Copy the data below word for word, leaving out the pictures.

== Extracted information

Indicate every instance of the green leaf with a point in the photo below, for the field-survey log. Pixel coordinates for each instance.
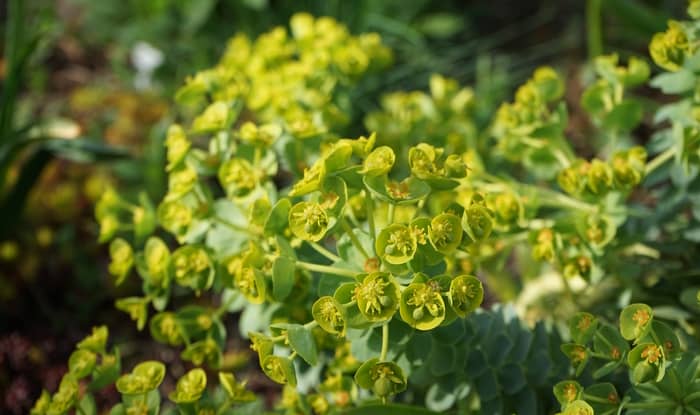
(442, 359)
(277, 220)
(87, 406)
(440, 25)
(301, 340)
(567, 392)
(282, 277)
(583, 327)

====

Worked answer:
Indicate every instance of the green leaf with a point in the photo below, for the field-survey log. Pixel coordinates for each instance.
(442, 359)
(277, 220)
(87, 406)
(440, 25)
(301, 340)
(567, 392)
(282, 277)
(583, 327)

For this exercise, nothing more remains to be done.